PROBLEM STATEMENT =
Output every entry below word for word, without its pictures.

DATA PROVIDED =
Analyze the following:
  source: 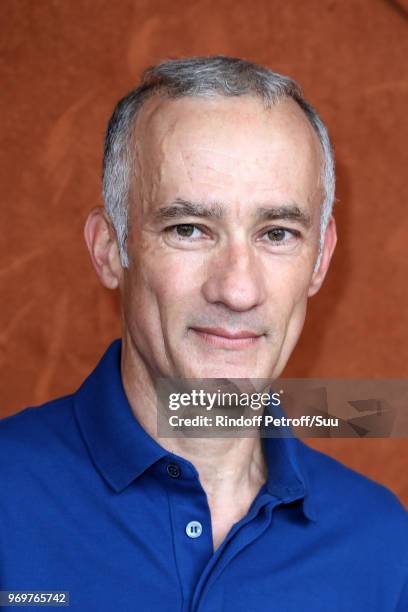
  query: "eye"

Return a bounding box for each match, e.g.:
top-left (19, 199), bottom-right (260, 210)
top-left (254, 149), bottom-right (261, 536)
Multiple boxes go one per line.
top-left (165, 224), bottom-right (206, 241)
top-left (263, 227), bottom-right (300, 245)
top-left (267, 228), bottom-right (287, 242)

ANSWER TO THIS PROBLEM =
Analyze the following:
  source: 
  query: "eye"

Return a bounding box for each match, e.g.:
top-left (19, 199), bottom-right (260, 210)
top-left (254, 149), bottom-right (261, 536)
Multiple boxes go one per line.
top-left (165, 224), bottom-right (206, 241)
top-left (263, 227), bottom-right (300, 245)
top-left (267, 228), bottom-right (287, 242)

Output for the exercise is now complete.